> [Items]:

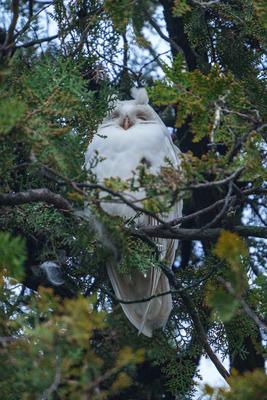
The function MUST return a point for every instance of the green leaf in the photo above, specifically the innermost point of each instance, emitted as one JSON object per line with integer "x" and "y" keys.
{"x": 12, "y": 255}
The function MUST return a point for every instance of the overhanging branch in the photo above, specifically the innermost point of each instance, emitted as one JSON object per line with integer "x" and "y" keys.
{"x": 35, "y": 196}
{"x": 199, "y": 234}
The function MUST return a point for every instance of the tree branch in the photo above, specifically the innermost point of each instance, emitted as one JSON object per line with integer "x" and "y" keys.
{"x": 244, "y": 305}
{"x": 199, "y": 234}
{"x": 34, "y": 196}
{"x": 202, "y": 335}
{"x": 37, "y": 41}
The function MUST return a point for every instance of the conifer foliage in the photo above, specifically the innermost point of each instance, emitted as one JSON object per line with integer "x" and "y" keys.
{"x": 62, "y": 332}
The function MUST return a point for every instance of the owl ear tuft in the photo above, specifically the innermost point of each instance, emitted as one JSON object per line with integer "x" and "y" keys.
{"x": 112, "y": 101}
{"x": 140, "y": 95}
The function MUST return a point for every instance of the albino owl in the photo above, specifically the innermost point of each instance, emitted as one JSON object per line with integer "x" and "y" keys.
{"x": 132, "y": 134}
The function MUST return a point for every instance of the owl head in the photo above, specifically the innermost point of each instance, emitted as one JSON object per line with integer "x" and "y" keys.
{"x": 126, "y": 114}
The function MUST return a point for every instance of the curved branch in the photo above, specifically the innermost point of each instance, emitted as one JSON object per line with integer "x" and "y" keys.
{"x": 199, "y": 234}
{"x": 35, "y": 196}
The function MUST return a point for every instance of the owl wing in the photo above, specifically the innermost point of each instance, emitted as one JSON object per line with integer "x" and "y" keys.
{"x": 123, "y": 153}
{"x": 152, "y": 314}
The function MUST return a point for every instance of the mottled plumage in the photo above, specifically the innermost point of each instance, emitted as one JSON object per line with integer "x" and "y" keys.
{"x": 132, "y": 134}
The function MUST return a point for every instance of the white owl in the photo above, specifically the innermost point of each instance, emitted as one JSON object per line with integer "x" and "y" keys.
{"x": 132, "y": 134}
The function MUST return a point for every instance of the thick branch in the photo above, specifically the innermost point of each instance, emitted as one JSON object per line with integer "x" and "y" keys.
{"x": 37, "y": 41}
{"x": 202, "y": 335}
{"x": 199, "y": 234}
{"x": 34, "y": 196}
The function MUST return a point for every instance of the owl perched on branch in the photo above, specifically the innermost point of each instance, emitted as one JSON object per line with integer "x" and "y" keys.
{"x": 132, "y": 134}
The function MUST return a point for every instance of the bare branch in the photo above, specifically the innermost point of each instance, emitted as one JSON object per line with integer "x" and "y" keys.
{"x": 221, "y": 182}
{"x": 55, "y": 384}
{"x": 161, "y": 34}
{"x": 199, "y": 234}
{"x": 34, "y": 196}
{"x": 244, "y": 305}
{"x": 206, "y": 4}
{"x": 202, "y": 337}
{"x": 226, "y": 205}
{"x": 37, "y": 41}
{"x": 12, "y": 26}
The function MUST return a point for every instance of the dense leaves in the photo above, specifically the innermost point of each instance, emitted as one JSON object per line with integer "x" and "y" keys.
{"x": 62, "y": 332}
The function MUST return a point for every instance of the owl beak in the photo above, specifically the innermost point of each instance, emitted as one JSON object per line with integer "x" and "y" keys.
{"x": 126, "y": 124}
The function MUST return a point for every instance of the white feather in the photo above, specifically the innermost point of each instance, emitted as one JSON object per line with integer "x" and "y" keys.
{"x": 122, "y": 151}
{"x": 140, "y": 95}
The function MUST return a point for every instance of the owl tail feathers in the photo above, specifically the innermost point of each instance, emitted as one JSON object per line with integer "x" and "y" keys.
{"x": 149, "y": 315}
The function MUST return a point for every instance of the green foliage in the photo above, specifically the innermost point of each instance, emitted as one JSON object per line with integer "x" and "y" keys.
{"x": 54, "y": 345}
{"x": 63, "y": 343}
{"x": 12, "y": 255}
{"x": 243, "y": 387}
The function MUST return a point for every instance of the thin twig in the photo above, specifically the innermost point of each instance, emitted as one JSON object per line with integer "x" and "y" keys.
{"x": 161, "y": 34}
{"x": 226, "y": 205}
{"x": 37, "y": 41}
{"x": 55, "y": 384}
{"x": 202, "y": 337}
{"x": 244, "y": 305}
{"x": 34, "y": 196}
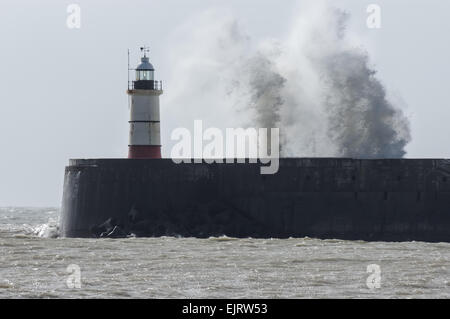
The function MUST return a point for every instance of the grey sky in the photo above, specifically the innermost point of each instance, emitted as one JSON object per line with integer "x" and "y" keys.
{"x": 63, "y": 90}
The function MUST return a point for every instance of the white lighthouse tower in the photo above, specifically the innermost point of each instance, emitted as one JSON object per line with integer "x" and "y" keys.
{"x": 144, "y": 92}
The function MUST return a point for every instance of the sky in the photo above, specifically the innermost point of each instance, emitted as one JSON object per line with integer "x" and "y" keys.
{"x": 63, "y": 90}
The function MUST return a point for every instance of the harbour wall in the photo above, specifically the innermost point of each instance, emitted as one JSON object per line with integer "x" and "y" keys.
{"x": 355, "y": 199}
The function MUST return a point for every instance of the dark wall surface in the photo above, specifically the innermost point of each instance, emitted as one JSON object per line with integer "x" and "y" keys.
{"x": 389, "y": 200}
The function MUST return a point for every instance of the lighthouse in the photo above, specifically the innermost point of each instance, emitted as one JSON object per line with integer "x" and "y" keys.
{"x": 144, "y": 91}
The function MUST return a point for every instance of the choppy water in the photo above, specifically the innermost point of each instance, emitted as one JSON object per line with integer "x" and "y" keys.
{"x": 36, "y": 264}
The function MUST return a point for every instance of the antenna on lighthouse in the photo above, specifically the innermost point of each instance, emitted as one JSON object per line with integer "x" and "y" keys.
{"x": 145, "y": 50}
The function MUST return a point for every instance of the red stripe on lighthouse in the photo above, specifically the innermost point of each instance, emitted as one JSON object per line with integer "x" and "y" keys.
{"x": 144, "y": 151}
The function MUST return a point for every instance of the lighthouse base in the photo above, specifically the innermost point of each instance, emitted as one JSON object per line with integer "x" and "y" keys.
{"x": 144, "y": 151}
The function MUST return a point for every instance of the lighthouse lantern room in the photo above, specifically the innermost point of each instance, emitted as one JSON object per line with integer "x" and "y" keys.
{"x": 144, "y": 92}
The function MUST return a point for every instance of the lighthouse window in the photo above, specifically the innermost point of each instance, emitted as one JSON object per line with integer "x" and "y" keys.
{"x": 145, "y": 75}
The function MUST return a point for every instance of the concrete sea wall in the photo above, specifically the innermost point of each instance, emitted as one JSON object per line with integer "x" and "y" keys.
{"x": 386, "y": 199}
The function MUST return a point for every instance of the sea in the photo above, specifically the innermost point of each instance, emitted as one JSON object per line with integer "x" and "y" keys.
{"x": 36, "y": 263}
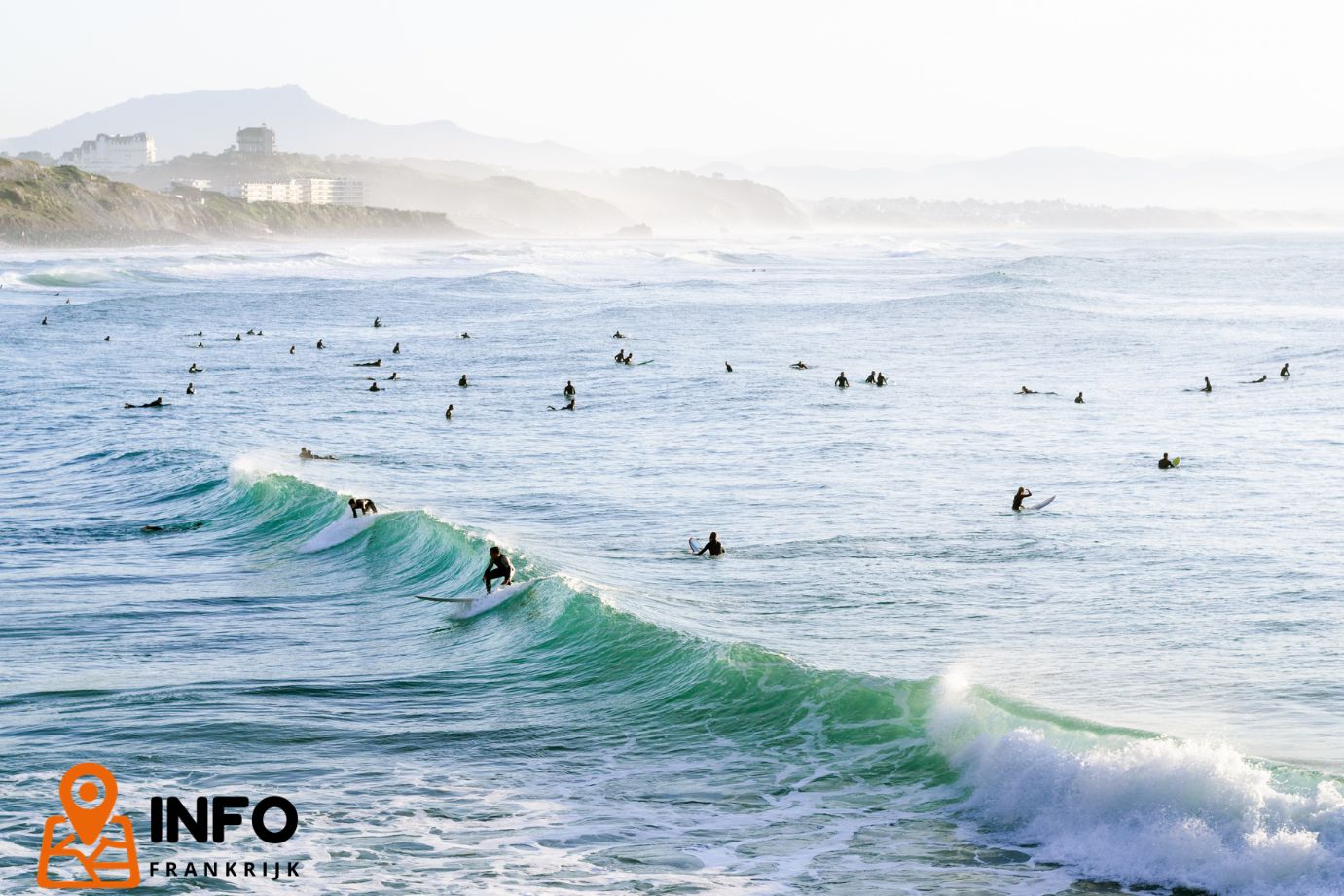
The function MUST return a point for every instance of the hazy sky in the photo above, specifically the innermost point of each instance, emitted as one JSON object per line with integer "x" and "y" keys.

> [Problem to solve]:
Output a faithful copy of the data, with each picture left out.

> [Exercise solution]:
The function MUST return a point for every instance of the green leaf in the photo above, specifically the innermost point of each instance, emitted as one JSON object per line with integer "x" and "y" keys.
{"x": 12, "y": 255}
The function MUST return a point for every instance of the overhanging branch in the photo above, specifically the innermost point of each instance, emitted as one JSON object per line with integer "x" and "y" keys.
{"x": 35, "y": 196}
{"x": 199, "y": 234}
The function MUST return a point for every instance of the tree branch in the photo above, specifically the innermost point of each instance, emitted as one JSON object per line with integer "x" and "y" keys.
{"x": 244, "y": 305}
{"x": 199, "y": 234}
{"x": 34, "y": 196}
{"x": 202, "y": 335}
{"x": 37, "y": 41}
The function MUST return a point for every instance of the conifer foliage in the photo above, specifically the innermost point of each instance, emitted as one JSON object per line with integer "x" and "y" keys.
{"x": 62, "y": 332}
The function MUST return a point for every instance of the owl ear tuft in the photo above, specifically the innermost point of each instance, emitted as one JSON object per line with integer "x" and "y" keys.
{"x": 112, "y": 101}
{"x": 140, "y": 95}
The function MUST return a point for every instance of the albino owl in the photo above, specifically the innermost point of each instance, emitted as one JSON object per line with integer "x" and "y" keys.
{"x": 132, "y": 134}
The function MUST return a point for every instance of the owl head in the photo above, specifically the innermost point of each instance, emitted as one JSON object per line with integer "x" and "y" keys.
{"x": 126, "y": 114}
The function MUST return a point for every instance of the curved branch in the photo above, specifically the innermost point of each instance, emitted as one JSON object per line with integer "x" and "y" keys.
{"x": 199, "y": 234}
{"x": 35, "y": 196}
The function MUST return a point for every instance of the owl wing in the photo above, specifically the innermost point of each instance, emitted as one JSON object per line with integer "x" and "y" keys.
{"x": 123, "y": 153}
{"x": 152, "y": 314}
The function MUST return a point for every instance of the mottled plumage in the photo above, specifically the innermost point of each instance, emitted as one JSON object per line with integer "x" and "y" keys.
{"x": 132, "y": 134}
The function MUST return a point for every instance of the white owl in the photo above, specifically the innermost point of each instance, emitted as one JSON object per line with integer "x" and "y" keys.
{"x": 132, "y": 134}
The function MUST return a point for every instance of the thick branch in the photo above, specifically the innermost point of each instance, emitted as one JSON object per line with integer "x" and "y" keys.
{"x": 37, "y": 41}
{"x": 202, "y": 335}
{"x": 199, "y": 234}
{"x": 34, "y": 196}
The function MUST return a point for every instance of the owl perched on branch in the photo above, specifically the innermost point of each instance, emitted as one JSON object per line with integer "x" and "y" keys.
{"x": 132, "y": 134}
The function MUST return a point for every instance of the bare branch in the photo above, specifically the innermost point of each instance, emitted as one JSON object per line with integer "x" and "y" keys.
{"x": 221, "y": 182}
{"x": 55, "y": 384}
{"x": 161, "y": 34}
{"x": 199, "y": 234}
{"x": 34, "y": 196}
{"x": 244, "y": 305}
{"x": 206, "y": 4}
{"x": 202, "y": 337}
{"x": 226, "y": 205}
{"x": 37, "y": 41}
{"x": 12, "y": 26}
The function MUST return a point for every instance of the dense leaves in the photo above, specifically the innermost point of each instance, emitted as one JSON object per line with integer "x" and "y" keys.
{"x": 62, "y": 332}
The function MUST return a point for every instance of the owl beak in the photo above, specifically the innermost point of each instance, emitted as one JSON object per line with integer "x" and "y" keys.
{"x": 126, "y": 124}
The function MUST return a point for every instance of the white feather in the photo above, specifically the innermost point of each instance, emitted as one JSON object per line with integer "x" and "y" keys.
{"x": 122, "y": 151}
{"x": 140, "y": 95}
The function MUST return a point for every instance of the owl tail feathers in the photo above, specifically the innermost point of each instance, emitted as one JSON object per line with integer "x" and "y" keys.
{"x": 149, "y": 315}
The function MUST return a point for every instance of the green foliage in the photo above, specifically the innermost point of each instance, emitted as one JSON object per line with integer "x" and "y" keys.
{"x": 54, "y": 345}
{"x": 63, "y": 343}
{"x": 12, "y": 255}
{"x": 243, "y": 387}
The function MUST return a point for every instance of the thin twig in the photo above, specifically the innermost point of each instance, emitted as one JSON object per line with integer "x" and "y" keys.
{"x": 161, "y": 34}
{"x": 226, "y": 205}
{"x": 37, "y": 41}
{"x": 55, "y": 384}
{"x": 202, "y": 337}
{"x": 244, "y": 305}
{"x": 34, "y": 196}
The function MUST return a point for every instance of the grey sky in the photo above, specifically the innermost point of each instance, emitted as one JSON object per line with integer "x" and "y" keys.
{"x": 63, "y": 90}
The function MUST return a point for every instance of the white lighthouse tower in the photo above, specifically the innermost point of each instance, emitted as one JSON object per line with integer "x" and "y" keys.
{"x": 144, "y": 92}
The function MUST return a point for every instance of the sky in the photo above, specifically the innermost point of each instance, emitted as one JSON object per line with integer "x" and "y" keys.
{"x": 63, "y": 90}
The function MUST return a point for every instance of the harbour wall in the photo above, specifically the innermost point of each instance, emitted as one JSON object per line with integer "x" and "y" keys.
{"x": 355, "y": 199}
The function MUST return a point for every instance of the dark wall surface in the photo above, specifically the innermost point of each instance, emitted as one JSON object per line with integer "x" and "y" keys.
{"x": 389, "y": 200}
The function MUST return a point for every instance of the lighthouse in the photo above, specifically the innermost point of each instance, emitted as one JSON object per line with integer "x" and "y" keys.
{"x": 144, "y": 91}
The function MUST return a point for every instance of the choppy water in the photo above, specifically the innermost point of each instance, emitted as one JSON object per line with integer "x" and "y" keys.
{"x": 36, "y": 264}
The function MUST return a point for every instance of the antenna on lighthouse in the photo above, specifically the innermost point of each instance, emitted as one JSON object per line with integer "x" and "y" keys.
{"x": 145, "y": 50}
The function MUST return a point for every instance of the red stripe on lighthouse in the photo above, specifically the innermost point of each instance, emitted as one JSON object per line with integer "x" and "y" keys.
{"x": 144, "y": 151}
The function MUST return a point for every instance of the lighthouse base in the photo above, specifically the innermost point of each instance, emitted as one JSON object per line with integer "x" and "y" keys.
{"x": 144, "y": 151}
The function MUST return a point for every instance of the lighthouse lantern room in the photo above, specifically the innermost point of each instance, emitted as one JSON object per line with integer "x" and "y" keys.
{"x": 144, "y": 92}
The function MUST return a point for every instance of the lighthouse window in the photo above, specifically the innermost point of each instance, emitted as one JSON object per line with integer "x" and "y" keys.
{"x": 145, "y": 75}
The function MUST return a point for every instance of the concrete sea wall in the photo above, specifically the innermost point of each instance, emitted as one JSON object per line with integer "x" and "y" keys.
{"x": 386, "y": 199}
The function MUST return a point for every instance of the sea in the photo above, specifically the innermost point of each instance, emitted as one JSON object per line with integer "x" and "y" keys.
{"x": 36, "y": 263}
The function MUST return a point for every instance of the hazy sky in the photo above, specifically the innermost point of each instance, emitted as one JSON object per line with integer "x" and "y" keys.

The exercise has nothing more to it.